**Passage shown**
>>>>

Figure 4. This small columbellid (Euplica or Pyrene species) is often misidentified as "Strombus maculatus." It is a whelk look-alike that is a highly beneficial grazer found in many reef aquaria. Notice that although it has a siphonal notch and visible siphon, shown in the left image, it really doesn't have a siphonal canal. It grows to a length of up to 8 mm (0.3 in).

Figure 5. Some strombid whelk look-alikes. Top: Strombus gigas, the queen conch. The proboscis with the mouth at its tip is similar to that found in whelks, and the siphonal notch is also present. Bottom: Strombus alatus, the Florida fighting conch. Pictured is the front end of a half-buried animal showing its eye, with a visible "eyeball," which is characteristic of the strombids. All strombids have such eyes, while no whelk does. Thus, the appearance of the eye, alone, can serve to distinguish the beneficial strombids from the predatory whelks.

What Really Makes a Whelk a Whelk?


As with books, one cannot really judge a snail by its cover or, in this case, its shell. Because of the group's vast diversity many snails are bound to look alike that are, at best, distantly related. The true whelks are distinguished from other snails by the characteristic anatomy of both their external and internal soft parts. If the basic ancestral snail was something like the Paleozoic Pleurotomariids discussed previously, numerous changes must have occurred before the animal could be considered to be whelk.

<<<<

**Work instructions**
Could you reproduce the passage on whelks and their look-alikes word for word, in full?

**Data for analysis**
>>>>

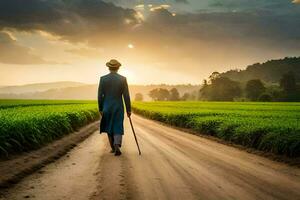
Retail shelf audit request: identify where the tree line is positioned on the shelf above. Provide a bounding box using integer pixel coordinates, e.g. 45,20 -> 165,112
135,72 -> 300,102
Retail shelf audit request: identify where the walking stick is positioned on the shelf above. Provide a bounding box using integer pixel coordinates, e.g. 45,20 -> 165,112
129,117 -> 142,155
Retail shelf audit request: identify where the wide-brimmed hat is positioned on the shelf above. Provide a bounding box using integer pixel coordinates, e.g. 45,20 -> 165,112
106,59 -> 122,68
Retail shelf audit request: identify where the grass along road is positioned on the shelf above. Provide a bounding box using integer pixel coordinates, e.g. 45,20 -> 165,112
2,115 -> 300,200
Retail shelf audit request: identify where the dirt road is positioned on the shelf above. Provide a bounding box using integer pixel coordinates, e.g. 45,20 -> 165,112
0,116 -> 300,200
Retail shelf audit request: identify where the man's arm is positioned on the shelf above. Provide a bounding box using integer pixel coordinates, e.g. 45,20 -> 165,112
98,78 -> 104,115
123,78 -> 131,117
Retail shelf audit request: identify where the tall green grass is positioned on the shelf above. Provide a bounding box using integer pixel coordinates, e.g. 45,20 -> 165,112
0,100 -> 99,155
133,102 -> 300,157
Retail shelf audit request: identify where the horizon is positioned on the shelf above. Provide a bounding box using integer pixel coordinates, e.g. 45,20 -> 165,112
0,0 -> 300,86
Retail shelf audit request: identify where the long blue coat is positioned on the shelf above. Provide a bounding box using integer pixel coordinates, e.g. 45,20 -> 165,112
98,72 -> 131,135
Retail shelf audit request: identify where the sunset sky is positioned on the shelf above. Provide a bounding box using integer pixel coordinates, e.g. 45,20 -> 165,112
0,0 -> 300,85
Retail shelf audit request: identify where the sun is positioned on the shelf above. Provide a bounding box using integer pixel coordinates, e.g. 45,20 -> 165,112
127,44 -> 134,49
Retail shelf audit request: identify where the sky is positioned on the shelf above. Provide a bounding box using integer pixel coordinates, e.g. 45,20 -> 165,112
0,0 -> 300,86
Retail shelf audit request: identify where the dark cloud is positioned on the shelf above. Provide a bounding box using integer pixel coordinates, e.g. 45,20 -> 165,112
0,0 -> 300,68
0,32 -> 55,65
175,0 -> 189,4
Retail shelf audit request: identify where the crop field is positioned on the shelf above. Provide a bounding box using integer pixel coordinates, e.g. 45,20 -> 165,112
0,100 -> 99,156
133,102 -> 300,157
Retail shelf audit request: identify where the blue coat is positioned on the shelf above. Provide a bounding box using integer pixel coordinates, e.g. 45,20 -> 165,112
98,72 -> 131,135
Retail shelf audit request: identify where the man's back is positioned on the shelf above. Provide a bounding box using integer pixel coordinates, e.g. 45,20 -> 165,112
98,60 -> 131,156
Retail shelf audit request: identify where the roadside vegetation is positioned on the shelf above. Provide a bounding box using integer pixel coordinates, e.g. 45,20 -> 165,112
0,100 -> 99,156
133,102 -> 300,157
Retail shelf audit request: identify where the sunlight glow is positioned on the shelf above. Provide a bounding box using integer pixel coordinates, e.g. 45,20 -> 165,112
128,44 -> 134,49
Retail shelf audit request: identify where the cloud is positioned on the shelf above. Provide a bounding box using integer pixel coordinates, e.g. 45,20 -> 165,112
175,0 -> 189,4
0,0 -> 300,70
0,32 -> 55,65
65,48 -> 102,59
292,0 -> 300,4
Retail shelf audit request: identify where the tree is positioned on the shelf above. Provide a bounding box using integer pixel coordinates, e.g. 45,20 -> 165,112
245,79 -> 266,101
209,72 -> 220,85
169,88 -> 179,101
199,77 -> 242,101
149,88 -> 170,101
280,72 -> 297,93
134,93 -> 144,101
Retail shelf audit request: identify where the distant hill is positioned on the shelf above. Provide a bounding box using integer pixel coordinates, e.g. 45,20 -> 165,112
0,84 -> 200,101
221,57 -> 300,83
0,81 -> 85,94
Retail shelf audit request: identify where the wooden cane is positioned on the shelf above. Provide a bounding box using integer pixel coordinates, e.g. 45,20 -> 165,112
129,117 -> 142,155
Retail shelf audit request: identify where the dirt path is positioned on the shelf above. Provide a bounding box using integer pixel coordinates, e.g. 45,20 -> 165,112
0,116 -> 300,200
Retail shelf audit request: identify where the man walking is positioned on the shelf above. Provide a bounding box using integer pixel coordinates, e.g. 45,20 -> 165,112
98,59 -> 131,156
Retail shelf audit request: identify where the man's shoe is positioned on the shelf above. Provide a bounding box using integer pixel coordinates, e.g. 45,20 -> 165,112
115,149 -> 122,156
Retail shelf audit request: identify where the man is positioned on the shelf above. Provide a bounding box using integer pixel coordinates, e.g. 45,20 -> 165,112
98,59 -> 131,156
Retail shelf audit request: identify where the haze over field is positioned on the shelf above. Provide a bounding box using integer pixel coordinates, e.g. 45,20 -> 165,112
0,0 -> 300,85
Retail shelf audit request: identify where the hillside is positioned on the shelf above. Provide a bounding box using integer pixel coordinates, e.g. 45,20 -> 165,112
221,57 -> 300,83
0,84 -> 200,101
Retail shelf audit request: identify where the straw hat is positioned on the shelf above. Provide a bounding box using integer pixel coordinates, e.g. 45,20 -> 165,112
106,59 -> 122,68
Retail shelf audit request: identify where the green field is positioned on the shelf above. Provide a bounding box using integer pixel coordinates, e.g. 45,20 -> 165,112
0,100 -> 99,156
133,102 -> 300,157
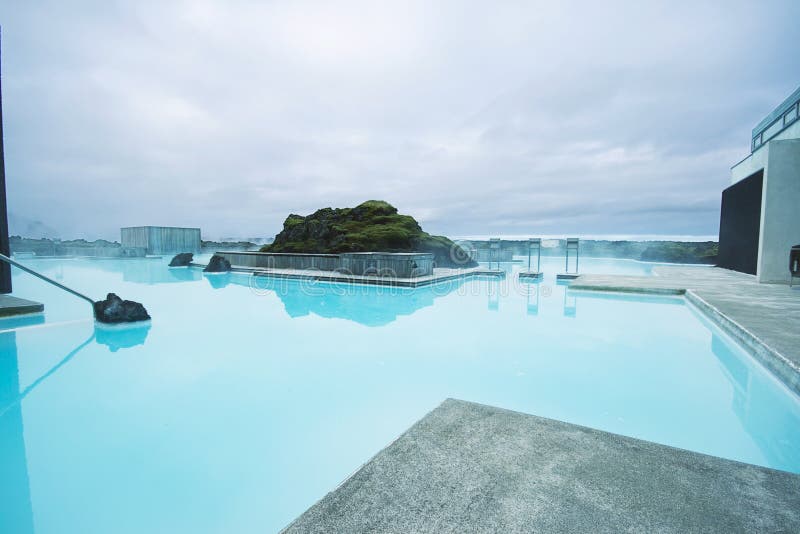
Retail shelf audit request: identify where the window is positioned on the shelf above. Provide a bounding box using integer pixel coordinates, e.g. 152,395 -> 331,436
761,119 -> 783,143
783,105 -> 797,126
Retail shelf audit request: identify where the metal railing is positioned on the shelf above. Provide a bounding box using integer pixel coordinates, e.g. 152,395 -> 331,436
0,254 -> 94,315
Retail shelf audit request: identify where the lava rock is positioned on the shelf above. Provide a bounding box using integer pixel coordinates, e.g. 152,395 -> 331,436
203,254 -> 231,273
94,293 -> 150,324
169,252 -> 194,267
261,200 -> 478,268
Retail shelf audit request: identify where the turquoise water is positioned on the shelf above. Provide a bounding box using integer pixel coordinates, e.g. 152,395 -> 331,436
0,258 -> 800,534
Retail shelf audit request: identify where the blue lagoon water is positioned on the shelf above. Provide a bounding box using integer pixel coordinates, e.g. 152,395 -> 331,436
0,258 -> 800,534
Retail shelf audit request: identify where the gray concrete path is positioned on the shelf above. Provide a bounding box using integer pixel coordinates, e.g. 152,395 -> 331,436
569,266 -> 800,394
285,400 -> 800,534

<<<<

**Written response**
Figure 4. This small columbellid (Euplica or Pyrene species) is often misidentified as "Strombus maculatus." It is a whelk look-alike that is a highly beneficial grazer found in many reef aquaria. Notice that although it has a siphonal notch and visible siphon, shown in the left image, it really doesn't have a siphonal canal. It grows to a length of up to 8 mm (0.3 in).

Figure 5. Some strombid whelk look-alikes. Top: Strombus gigas, the queen conch. The proboscis with the mouth at its tip is similar to that found in whelks, and the siphonal notch is also present. Bottom: Strombus alatus, the Florida fighting conch. Pictured is the front end of a half-buried animal showing its eye, with a visible "eyeball," which is characteristic of the strombids. All strombids have such eyes, while no whelk does. Thus, the appearance of the eye, alone, can serve to distinguish the beneficial strombids from the predatory whelks.

What Really Makes a Whelk a Whelk?


As with books, one cannot really judge a snail by its cover or, in this case, its shell. Because of the group's vast diversity many snails are bound to look alike that are, at best, distantly related. The true whelks are distinguished from other snails by the characteristic anatomy of both their external and internal soft parts. If the basic ancestral snail was something like the Paleozoic Pleurotomariids discussed previously, numerous changes must have occurred before the animal could be considered to be whelk.